● **STATED TASK**
Revise the rows below by changing every "grounding" to "localization", leaving everything else as it is.

───── DATASET CONTENT ─────

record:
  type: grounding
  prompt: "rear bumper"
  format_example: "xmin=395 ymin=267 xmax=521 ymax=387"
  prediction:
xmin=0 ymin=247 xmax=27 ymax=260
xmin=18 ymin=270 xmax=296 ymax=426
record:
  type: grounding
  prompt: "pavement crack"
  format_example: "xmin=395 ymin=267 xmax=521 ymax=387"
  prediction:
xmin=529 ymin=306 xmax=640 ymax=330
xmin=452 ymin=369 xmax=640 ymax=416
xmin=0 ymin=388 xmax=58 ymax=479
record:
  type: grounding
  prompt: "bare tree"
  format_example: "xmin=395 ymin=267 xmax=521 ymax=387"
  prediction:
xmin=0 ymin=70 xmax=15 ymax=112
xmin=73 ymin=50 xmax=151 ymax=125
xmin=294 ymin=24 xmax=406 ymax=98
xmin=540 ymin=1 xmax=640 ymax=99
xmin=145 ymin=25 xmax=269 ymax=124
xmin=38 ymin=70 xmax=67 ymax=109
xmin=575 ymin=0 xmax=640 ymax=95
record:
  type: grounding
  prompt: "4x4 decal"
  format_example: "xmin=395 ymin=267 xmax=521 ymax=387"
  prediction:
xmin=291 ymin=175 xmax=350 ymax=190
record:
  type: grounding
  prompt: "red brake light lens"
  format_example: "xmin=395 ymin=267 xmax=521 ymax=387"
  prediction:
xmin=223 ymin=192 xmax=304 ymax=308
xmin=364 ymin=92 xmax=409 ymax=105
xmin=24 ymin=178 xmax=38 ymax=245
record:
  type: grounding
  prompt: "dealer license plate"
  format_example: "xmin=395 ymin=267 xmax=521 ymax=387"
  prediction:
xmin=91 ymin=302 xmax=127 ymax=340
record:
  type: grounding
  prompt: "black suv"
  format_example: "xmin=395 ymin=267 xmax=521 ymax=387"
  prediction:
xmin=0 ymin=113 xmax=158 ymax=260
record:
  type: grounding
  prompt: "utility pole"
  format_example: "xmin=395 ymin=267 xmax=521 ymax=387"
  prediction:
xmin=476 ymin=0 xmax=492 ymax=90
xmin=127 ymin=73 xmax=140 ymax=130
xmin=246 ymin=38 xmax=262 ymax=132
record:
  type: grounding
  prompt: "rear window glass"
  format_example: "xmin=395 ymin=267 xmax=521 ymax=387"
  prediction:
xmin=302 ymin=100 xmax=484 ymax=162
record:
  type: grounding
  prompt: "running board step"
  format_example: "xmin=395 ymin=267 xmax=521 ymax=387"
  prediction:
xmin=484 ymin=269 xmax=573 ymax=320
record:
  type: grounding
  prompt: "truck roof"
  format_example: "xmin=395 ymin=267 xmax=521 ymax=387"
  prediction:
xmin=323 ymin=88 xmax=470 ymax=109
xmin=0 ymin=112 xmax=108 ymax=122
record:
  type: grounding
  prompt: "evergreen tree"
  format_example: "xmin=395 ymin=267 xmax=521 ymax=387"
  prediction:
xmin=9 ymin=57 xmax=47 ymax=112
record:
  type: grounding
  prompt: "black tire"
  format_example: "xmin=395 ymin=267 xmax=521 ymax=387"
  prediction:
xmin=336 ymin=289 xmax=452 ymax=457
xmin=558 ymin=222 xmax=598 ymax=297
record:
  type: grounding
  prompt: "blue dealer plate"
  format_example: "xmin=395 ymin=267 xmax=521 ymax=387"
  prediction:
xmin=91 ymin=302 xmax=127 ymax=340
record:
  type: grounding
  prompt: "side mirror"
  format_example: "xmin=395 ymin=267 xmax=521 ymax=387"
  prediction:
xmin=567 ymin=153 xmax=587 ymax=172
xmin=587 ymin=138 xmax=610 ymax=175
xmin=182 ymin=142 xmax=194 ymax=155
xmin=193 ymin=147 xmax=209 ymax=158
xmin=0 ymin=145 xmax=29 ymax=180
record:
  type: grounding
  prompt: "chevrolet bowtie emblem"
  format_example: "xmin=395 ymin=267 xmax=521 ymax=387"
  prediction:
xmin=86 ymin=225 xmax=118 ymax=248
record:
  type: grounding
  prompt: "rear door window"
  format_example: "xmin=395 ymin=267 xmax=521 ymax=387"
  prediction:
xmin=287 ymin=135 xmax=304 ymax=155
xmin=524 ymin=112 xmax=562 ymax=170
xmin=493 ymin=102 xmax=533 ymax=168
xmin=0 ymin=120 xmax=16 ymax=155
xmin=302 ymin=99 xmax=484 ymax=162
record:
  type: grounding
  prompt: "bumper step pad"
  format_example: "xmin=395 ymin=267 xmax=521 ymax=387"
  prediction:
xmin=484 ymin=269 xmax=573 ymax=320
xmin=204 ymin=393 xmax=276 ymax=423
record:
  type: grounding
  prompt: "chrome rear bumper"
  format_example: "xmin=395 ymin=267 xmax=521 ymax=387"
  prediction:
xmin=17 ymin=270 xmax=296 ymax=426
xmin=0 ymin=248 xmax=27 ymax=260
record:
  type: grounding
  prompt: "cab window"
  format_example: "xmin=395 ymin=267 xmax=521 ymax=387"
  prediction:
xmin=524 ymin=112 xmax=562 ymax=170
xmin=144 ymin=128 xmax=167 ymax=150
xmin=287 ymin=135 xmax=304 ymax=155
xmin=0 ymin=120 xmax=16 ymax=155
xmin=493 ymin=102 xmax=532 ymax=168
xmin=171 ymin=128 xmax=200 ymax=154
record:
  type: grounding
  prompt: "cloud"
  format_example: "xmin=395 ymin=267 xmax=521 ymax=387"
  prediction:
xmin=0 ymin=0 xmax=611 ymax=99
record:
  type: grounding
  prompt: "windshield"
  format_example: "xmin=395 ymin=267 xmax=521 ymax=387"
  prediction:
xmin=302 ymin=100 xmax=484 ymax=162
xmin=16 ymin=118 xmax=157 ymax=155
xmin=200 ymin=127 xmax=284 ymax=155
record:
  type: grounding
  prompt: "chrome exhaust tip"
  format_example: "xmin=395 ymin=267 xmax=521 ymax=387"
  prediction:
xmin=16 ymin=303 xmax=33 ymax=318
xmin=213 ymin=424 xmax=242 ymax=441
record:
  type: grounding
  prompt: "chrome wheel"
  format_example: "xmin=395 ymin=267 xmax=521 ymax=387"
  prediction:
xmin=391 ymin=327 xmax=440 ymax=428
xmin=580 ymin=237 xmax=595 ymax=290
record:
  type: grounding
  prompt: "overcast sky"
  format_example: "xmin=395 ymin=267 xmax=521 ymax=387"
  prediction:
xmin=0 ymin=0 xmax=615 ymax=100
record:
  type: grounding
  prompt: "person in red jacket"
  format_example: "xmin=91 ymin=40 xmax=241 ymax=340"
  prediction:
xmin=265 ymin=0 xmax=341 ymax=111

─────

● **RESULT OF THIS TASK**
record:
  type: localization
  prompt: "rear bumper"
  format_example: "xmin=395 ymin=267 xmax=521 ymax=387"
  prediction:
xmin=0 ymin=247 xmax=27 ymax=260
xmin=18 ymin=270 xmax=296 ymax=426
record:
  type: localization
  prompt: "pavement crack"
  format_example: "xmin=395 ymin=267 xmax=521 ymax=387"
  prediction:
xmin=529 ymin=306 xmax=640 ymax=330
xmin=452 ymin=369 xmax=640 ymax=416
xmin=0 ymin=388 xmax=58 ymax=479
record:
  type: localization
  prompt: "bare tree"
  format_example: "xmin=395 ymin=267 xmax=521 ymax=387"
  prediction:
xmin=0 ymin=70 xmax=15 ymax=112
xmin=73 ymin=50 xmax=151 ymax=125
xmin=294 ymin=24 xmax=406 ymax=98
xmin=540 ymin=1 xmax=640 ymax=99
xmin=145 ymin=25 xmax=269 ymax=124
xmin=38 ymin=70 xmax=67 ymax=109
xmin=575 ymin=0 xmax=640 ymax=95
record:
  type: localization
  prompt: "4x4 decal"
  format_example: "xmin=395 ymin=267 xmax=521 ymax=387"
  prediction:
xmin=291 ymin=175 xmax=350 ymax=190
record:
  type: localization
  prompt: "red brake light lens"
  format_example: "xmin=395 ymin=267 xmax=521 ymax=387"
  prediction:
xmin=223 ymin=192 xmax=304 ymax=308
xmin=364 ymin=92 xmax=409 ymax=105
xmin=24 ymin=178 xmax=38 ymax=245
record:
  type: localization
  prompt: "dealer license plate"
  format_example: "xmin=395 ymin=267 xmax=521 ymax=387"
  prediction:
xmin=91 ymin=302 xmax=127 ymax=340
record:
  type: localization
  prompt: "black suv"
  format_example: "xmin=395 ymin=267 xmax=521 ymax=387"
  prediction:
xmin=0 ymin=113 xmax=158 ymax=260
record:
  type: localization
  prompt: "utility pole"
  format_example: "xmin=395 ymin=267 xmax=521 ymax=387"
  prediction:
xmin=476 ymin=0 xmax=492 ymax=90
xmin=127 ymin=73 xmax=140 ymax=130
xmin=246 ymin=38 xmax=262 ymax=132
record:
  type: localization
  prompt: "rear window glass"
  format_example: "xmin=395 ymin=267 xmax=521 ymax=387"
  prediction:
xmin=302 ymin=100 xmax=484 ymax=162
record:
  type: localization
  prompt: "running board step"
  format_example: "xmin=395 ymin=267 xmax=521 ymax=387"
  prediction:
xmin=484 ymin=269 xmax=573 ymax=320
record:
  type: localization
  prompt: "truck roof"
  format_example: "xmin=395 ymin=267 xmax=521 ymax=387"
  prediction:
xmin=323 ymin=88 xmax=470 ymax=109
xmin=0 ymin=112 xmax=108 ymax=122
record:
  type: localization
  prompt: "evergreen tree"
  format_example: "xmin=395 ymin=267 xmax=521 ymax=387"
  prediction:
xmin=9 ymin=57 xmax=47 ymax=112
record:
  type: localization
  prompt: "black tire"
  format_example: "xmin=395 ymin=267 xmax=521 ymax=387"
  prediction:
xmin=336 ymin=289 xmax=452 ymax=457
xmin=558 ymin=222 xmax=598 ymax=297
record:
  type: localization
  prompt: "blue dealer plate"
  format_example: "xmin=395 ymin=267 xmax=521 ymax=387"
  prediction:
xmin=91 ymin=302 xmax=127 ymax=340
record:
  type: localization
  prompt: "side mirror"
  format_example: "xmin=395 ymin=267 xmax=521 ymax=387"
  prediction:
xmin=567 ymin=153 xmax=587 ymax=172
xmin=587 ymin=138 xmax=610 ymax=175
xmin=182 ymin=142 xmax=194 ymax=155
xmin=193 ymin=147 xmax=209 ymax=158
xmin=0 ymin=145 xmax=29 ymax=180
record:
  type: localization
  prompt: "chevrolet bowtie emblem"
  format_example: "xmin=395 ymin=267 xmax=521 ymax=387"
  prediction:
xmin=86 ymin=225 xmax=118 ymax=248
record:
  type: localization
  prompt: "rear door window"
  format_example: "xmin=395 ymin=267 xmax=521 ymax=387"
  prediction:
xmin=287 ymin=135 xmax=304 ymax=155
xmin=524 ymin=112 xmax=562 ymax=170
xmin=493 ymin=102 xmax=533 ymax=168
xmin=0 ymin=120 xmax=16 ymax=155
xmin=302 ymin=99 xmax=484 ymax=162
record:
  type: localization
  prompt: "bumper step pad"
  format_example: "xmin=395 ymin=267 xmax=521 ymax=387"
  prediction:
xmin=484 ymin=269 xmax=573 ymax=320
xmin=204 ymin=393 xmax=276 ymax=423
record:
  type: localization
  prompt: "chrome rear bumper"
  format_example: "xmin=395 ymin=267 xmax=521 ymax=387"
  prediction:
xmin=17 ymin=270 xmax=296 ymax=426
xmin=0 ymin=248 xmax=27 ymax=260
record:
  type: localization
  prompt: "cab window"
  format_example: "xmin=395 ymin=267 xmax=521 ymax=387"
  prediction:
xmin=524 ymin=112 xmax=562 ymax=170
xmin=144 ymin=128 xmax=167 ymax=150
xmin=287 ymin=135 xmax=304 ymax=155
xmin=0 ymin=120 xmax=16 ymax=155
xmin=493 ymin=102 xmax=532 ymax=168
xmin=171 ymin=128 xmax=200 ymax=154
record:
  type: localization
  prompt: "cloud"
  format_example: "xmin=395 ymin=267 xmax=521 ymax=387"
  prediction:
xmin=0 ymin=0 xmax=611 ymax=99
record:
  type: localization
  prompt: "windshield"
  format_example: "xmin=395 ymin=267 xmax=521 ymax=387"
  prediction:
xmin=302 ymin=100 xmax=484 ymax=162
xmin=16 ymin=118 xmax=157 ymax=155
xmin=200 ymin=127 xmax=284 ymax=155
record:
  type: localization
  prompt: "chrome exhaust tip"
  format_example: "xmin=395 ymin=267 xmax=521 ymax=387"
  prediction:
xmin=16 ymin=303 xmax=33 ymax=318
xmin=213 ymin=424 xmax=242 ymax=441
record:
  type: localization
  prompt: "chrome wheel"
  format_example: "xmin=395 ymin=267 xmax=521 ymax=387"
  prediction:
xmin=391 ymin=327 xmax=440 ymax=428
xmin=580 ymin=237 xmax=595 ymax=290
record:
  type: localization
  prompt: "overcast sky"
  format_example: "xmin=395 ymin=267 xmax=521 ymax=387"
  prediction:
xmin=0 ymin=0 xmax=615 ymax=100
record:
  type: localization
  prompt: "person in red jacket"
  format_example: "xmin=91 ymin=40 xmax=241 ymax=340"
  prediction:
xmin=265 ymin=0 xmax=341 ymax=111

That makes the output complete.